▶ **EXERCISE BRIEF**: Repeat, exactly and alone, every line from the line that contains "the mountain peak" to the end of the entries.
┌──
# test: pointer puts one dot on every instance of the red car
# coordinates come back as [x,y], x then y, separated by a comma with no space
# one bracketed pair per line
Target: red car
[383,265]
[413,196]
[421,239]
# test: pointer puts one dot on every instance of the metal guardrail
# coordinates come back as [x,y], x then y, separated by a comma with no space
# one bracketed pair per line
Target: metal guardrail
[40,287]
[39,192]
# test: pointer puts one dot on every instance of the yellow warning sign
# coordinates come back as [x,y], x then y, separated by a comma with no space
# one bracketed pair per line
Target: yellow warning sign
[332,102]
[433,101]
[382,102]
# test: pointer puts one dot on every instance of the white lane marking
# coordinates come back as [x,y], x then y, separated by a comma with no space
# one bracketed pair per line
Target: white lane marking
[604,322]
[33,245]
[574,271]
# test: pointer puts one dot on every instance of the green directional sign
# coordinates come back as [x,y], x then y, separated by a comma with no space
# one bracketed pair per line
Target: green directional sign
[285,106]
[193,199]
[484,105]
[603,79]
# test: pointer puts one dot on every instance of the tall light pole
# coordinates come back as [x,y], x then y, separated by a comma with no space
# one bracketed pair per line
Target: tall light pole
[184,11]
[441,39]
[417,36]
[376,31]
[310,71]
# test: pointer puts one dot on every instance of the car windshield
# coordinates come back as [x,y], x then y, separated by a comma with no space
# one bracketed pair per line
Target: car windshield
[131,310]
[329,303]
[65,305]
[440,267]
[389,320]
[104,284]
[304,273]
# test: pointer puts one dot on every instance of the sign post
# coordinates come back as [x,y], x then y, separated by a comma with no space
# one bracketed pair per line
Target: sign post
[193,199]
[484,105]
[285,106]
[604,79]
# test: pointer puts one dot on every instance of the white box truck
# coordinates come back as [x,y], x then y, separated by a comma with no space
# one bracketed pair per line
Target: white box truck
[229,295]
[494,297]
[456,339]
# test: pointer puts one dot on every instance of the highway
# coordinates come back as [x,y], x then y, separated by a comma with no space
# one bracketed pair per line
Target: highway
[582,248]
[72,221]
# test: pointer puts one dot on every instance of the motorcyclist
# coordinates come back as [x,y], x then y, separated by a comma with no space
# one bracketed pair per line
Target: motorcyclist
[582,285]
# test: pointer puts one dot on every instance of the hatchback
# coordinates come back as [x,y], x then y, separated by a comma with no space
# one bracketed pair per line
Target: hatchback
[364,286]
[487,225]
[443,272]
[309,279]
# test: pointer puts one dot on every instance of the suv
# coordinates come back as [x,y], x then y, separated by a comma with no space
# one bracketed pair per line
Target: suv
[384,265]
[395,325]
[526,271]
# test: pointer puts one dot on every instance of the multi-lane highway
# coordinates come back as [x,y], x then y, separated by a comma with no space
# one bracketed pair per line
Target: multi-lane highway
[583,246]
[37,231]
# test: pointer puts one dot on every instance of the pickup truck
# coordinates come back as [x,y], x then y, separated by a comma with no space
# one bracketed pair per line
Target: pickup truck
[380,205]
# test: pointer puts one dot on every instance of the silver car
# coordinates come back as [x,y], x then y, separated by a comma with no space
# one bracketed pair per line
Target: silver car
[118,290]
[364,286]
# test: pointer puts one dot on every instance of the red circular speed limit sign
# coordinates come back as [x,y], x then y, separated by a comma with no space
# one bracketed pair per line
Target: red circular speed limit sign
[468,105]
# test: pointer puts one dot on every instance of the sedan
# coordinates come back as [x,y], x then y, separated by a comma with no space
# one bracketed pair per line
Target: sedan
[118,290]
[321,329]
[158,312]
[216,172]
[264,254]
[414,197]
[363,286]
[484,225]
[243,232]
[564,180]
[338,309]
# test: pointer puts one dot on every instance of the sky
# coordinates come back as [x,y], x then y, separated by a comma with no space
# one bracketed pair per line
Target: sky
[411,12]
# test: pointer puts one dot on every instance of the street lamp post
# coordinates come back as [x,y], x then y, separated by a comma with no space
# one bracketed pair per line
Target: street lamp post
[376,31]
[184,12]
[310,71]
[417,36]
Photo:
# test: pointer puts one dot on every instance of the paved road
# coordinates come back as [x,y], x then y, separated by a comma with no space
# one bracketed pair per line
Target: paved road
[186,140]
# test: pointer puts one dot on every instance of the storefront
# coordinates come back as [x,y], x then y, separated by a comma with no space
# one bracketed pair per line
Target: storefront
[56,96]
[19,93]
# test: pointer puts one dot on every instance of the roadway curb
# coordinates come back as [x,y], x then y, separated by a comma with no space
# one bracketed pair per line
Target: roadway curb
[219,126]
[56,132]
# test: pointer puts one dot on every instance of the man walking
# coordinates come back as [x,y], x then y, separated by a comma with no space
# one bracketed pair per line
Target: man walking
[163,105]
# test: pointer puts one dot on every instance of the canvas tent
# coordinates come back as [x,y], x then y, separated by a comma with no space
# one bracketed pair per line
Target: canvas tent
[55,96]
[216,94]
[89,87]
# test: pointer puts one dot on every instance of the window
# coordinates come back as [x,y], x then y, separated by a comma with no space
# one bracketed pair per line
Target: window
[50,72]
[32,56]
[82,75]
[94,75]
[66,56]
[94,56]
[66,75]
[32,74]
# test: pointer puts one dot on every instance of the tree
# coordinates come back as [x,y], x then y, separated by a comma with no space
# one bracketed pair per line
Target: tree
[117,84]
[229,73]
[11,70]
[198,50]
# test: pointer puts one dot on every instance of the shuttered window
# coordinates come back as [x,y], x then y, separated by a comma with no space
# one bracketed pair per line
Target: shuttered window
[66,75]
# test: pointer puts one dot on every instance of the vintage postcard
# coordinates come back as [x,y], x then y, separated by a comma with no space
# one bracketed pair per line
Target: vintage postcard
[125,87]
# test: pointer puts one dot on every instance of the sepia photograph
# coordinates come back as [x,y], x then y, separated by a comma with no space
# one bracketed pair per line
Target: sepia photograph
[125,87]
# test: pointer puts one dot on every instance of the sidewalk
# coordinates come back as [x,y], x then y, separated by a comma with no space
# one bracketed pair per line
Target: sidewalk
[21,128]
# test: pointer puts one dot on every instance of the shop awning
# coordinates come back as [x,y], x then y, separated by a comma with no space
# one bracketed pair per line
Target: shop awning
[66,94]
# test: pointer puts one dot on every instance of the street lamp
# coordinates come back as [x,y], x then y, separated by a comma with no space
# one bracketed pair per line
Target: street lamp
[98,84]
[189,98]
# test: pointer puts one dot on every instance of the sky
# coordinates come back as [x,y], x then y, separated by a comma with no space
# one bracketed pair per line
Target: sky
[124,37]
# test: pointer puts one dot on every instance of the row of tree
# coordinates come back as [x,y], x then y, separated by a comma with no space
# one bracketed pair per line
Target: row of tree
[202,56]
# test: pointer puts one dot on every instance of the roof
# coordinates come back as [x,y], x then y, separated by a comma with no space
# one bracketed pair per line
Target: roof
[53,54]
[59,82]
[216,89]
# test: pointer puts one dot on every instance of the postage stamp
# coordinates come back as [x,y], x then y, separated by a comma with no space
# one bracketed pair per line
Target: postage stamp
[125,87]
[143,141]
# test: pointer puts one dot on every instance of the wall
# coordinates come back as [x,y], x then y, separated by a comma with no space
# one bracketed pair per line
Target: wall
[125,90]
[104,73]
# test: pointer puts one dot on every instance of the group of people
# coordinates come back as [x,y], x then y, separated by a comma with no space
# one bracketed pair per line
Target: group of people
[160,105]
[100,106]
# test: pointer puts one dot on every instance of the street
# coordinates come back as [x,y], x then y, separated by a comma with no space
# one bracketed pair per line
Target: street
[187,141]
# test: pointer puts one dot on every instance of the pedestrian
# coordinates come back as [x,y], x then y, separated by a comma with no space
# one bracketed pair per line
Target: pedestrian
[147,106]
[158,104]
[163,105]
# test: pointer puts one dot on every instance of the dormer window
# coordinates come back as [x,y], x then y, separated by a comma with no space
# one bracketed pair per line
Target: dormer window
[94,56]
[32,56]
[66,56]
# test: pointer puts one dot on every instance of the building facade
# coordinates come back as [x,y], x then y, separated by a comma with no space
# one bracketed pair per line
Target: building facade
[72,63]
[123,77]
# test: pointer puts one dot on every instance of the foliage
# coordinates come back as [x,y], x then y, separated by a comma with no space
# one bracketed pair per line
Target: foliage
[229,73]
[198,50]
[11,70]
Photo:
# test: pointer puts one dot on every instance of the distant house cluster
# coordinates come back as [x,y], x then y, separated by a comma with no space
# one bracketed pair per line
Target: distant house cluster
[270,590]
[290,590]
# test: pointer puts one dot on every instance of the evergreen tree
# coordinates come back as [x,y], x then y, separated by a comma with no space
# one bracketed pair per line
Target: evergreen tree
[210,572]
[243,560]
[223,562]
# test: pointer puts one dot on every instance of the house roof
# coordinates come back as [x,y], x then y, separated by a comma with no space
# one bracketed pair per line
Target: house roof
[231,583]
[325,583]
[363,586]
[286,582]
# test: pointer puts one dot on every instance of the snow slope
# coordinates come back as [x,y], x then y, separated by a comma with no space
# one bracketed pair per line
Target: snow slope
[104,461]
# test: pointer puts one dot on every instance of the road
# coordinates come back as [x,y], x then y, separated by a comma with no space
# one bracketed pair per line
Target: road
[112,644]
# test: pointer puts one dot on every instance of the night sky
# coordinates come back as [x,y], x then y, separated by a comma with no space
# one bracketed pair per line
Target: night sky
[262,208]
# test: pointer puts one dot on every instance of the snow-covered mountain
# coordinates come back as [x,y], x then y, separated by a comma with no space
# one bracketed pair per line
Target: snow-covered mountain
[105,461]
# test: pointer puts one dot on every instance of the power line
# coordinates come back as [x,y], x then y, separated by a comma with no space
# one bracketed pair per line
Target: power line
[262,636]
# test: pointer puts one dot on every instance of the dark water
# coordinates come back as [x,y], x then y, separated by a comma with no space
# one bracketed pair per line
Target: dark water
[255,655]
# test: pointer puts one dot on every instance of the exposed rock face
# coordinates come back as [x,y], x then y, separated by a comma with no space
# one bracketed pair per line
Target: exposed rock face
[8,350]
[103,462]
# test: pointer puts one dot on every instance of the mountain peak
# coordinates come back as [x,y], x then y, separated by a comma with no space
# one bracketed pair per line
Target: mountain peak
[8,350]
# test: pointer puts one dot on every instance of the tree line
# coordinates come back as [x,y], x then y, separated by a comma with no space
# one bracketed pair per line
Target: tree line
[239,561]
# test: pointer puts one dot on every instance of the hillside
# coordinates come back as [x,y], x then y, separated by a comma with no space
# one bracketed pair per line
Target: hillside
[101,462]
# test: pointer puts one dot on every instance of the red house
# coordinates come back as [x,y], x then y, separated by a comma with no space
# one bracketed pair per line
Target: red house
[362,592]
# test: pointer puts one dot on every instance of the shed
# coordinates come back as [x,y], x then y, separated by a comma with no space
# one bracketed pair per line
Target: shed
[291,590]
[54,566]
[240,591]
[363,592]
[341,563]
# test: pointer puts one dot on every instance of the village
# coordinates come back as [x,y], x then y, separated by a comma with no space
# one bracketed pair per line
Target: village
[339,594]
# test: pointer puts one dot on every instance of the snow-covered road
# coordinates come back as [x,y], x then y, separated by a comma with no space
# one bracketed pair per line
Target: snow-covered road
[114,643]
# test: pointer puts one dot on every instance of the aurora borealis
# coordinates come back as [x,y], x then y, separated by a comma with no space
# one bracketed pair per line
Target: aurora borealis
└──
▶ **ANSWER TO THIS PROBLEM**:
# test: pointer puts one dot on every instance of the mountain peak
# coordinates come back as [x,y], x then y, separated by a comma with no space
# one bracketed pair per line
Target: mountain peak
[8,350]
# test: pointer puts one dot on every instance of the tree line
# coordinates come back as [x,y], x then y, separated by a comma with no space
# one bracketed pair per line
Target: tree line
[239,561]
# test: pointer puts one dot on every instance of the hillside
# coordinates come back as [x,y], x then y, separated by a comma with no space
# one bracketed pair per line
Target: hillside
[101,462]
# test: pointer puts one dot on every instance of the red house
# coordinates come back as [x,y], x then y, separated by a comma with no space
# one bracketed pair per line
Target: red house
[362,592]
# test: pointer puts one dot on every instance of the shed
# coordinates come back as [x,y], x then y, separated by a comma with no space
# one bracketed pair per line
Target: shed
[291,590]
[54,566]
[240,591]
[363,592]
[341,563]
# test: pointer puts one dot on every instance of the village
# coordinates come back as [x,y], x then y, separated by a comma with no space
# one bracketed pair per line
Target: village
[339,594]
# test: pointer puts one dot on every instance of the snow-covered road
# coordinates come back as [x,y], x then y, separated by a comma with no space
# one bracketed pair per line
Target: snow-covered road
[114,643]
# test: pointer puts one dot on every instance of the aurora borealis
# coordinates come back as [x,y], x then y, separated by a comma with no space
# one bracketed pair per line
Target: aurora borealis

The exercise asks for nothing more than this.